*** Opening SELECTED PASSAGE ***

A retrospective evaluation of prognosis and cost-effectiveness of IVF in poor responders according to the Bologna criteria.Hum Reprod. 2015 Feb; 30(2):315-22.HR
Do the Bologna criteria for poor responders successfully identify women with poor IVF outcome?
The Bologna criteria effectively identify a population with a uniformly low chance of success.
WHAT IS ALREADY KNOWN
Women undergoing IVF who respond poorly to ovarian hyper-stimulation have a low chance of success. Even if improving IVF outcome in this population represents a main priority, the lack of a unique definition of the condition has hampered research in this area. To overcome this impediment, a recent expert meeting in Bologna proposed a new definition of poor responders ('Bologna criteria'). However, data supporting the relevance of this definition in clinical practice are scanty.
STUDY DESIGN, SIZE, DURATION
Retrospective study of women undergoing IVF-ICSI between January 2010 and December 2012 in two independent infertility units. Women could be included if they fulfilled the definition of poor ovarian response (POR) according to Bologna criteria prior to initiation of the cycle. Women were included only for one cycle. The main outcome was the live birth rate per started cycle. The perspective of the cost analysis was the one of the health provider.

*** Closing SELECTED PASSAGE ***
*** Opening PROVIDED DATA ***

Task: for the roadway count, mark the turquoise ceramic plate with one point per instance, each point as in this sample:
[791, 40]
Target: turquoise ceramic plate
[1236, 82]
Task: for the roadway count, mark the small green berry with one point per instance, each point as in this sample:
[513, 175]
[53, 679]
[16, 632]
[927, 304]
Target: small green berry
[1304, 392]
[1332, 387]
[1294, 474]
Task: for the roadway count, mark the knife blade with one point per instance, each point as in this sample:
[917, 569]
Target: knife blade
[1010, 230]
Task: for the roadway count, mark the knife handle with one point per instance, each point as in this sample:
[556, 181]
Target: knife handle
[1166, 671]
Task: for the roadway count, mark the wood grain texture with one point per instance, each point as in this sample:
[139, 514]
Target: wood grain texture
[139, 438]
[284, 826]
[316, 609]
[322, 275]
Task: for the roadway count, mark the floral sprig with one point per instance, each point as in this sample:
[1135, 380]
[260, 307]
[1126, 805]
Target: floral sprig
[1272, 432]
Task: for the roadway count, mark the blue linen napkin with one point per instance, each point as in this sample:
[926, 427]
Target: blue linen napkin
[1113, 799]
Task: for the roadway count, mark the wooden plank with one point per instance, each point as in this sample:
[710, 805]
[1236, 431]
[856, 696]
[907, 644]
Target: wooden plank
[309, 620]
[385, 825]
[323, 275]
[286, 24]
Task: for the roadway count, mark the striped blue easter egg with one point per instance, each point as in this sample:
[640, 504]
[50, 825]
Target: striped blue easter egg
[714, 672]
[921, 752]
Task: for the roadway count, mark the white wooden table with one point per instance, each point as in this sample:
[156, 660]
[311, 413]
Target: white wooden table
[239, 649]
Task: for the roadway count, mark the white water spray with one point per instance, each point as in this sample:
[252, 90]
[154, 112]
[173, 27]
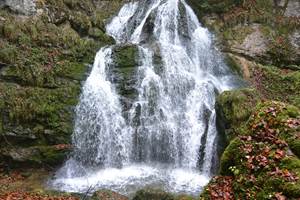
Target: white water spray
[169, 138]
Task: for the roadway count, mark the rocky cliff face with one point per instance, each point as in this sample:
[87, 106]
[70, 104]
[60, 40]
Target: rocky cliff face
[46, 48]
[26, 7]
[260, 42]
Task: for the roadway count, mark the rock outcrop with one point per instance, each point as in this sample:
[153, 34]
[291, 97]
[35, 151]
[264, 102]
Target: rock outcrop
[25, 7]
[43, 60]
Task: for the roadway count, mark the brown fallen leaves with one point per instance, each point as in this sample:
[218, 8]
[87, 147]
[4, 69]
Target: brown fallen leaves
[28, 196]
[221, 188]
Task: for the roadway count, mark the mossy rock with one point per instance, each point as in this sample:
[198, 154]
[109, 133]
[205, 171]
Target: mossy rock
[268, 135]
[47, 156]
[229, 156]
[235, 107]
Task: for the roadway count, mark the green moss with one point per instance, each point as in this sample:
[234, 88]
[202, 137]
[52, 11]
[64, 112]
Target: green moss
[280, 85]
[125, 56]
[80, 22]
[236, 106]
[229, 156]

*** Closing PROVIDED DATA ***

ASSIGNMENT:
Transcribe the part of the poor-responder IVF abstract above that opens with the words containing "WHAT IS ALREADY" and closes with "practice are scanty.".

ANSWER TO THIS PROBLEM:
WHAT IS ALREADY KNOWN
Women undergoing IVF who respond poorly to ovarian hyper-stimulation have a low chance of success. Even if improving IVF outcome in this population represents a main priority, the lack of a unique definition of the condition has hampered research in this area. To overcome this impediment, a recent expert meeting in Bologna proposed a new definition of poor responders ('Bologna criteria'). However, data supporting the relevance of this definition in clinical practice are scanty.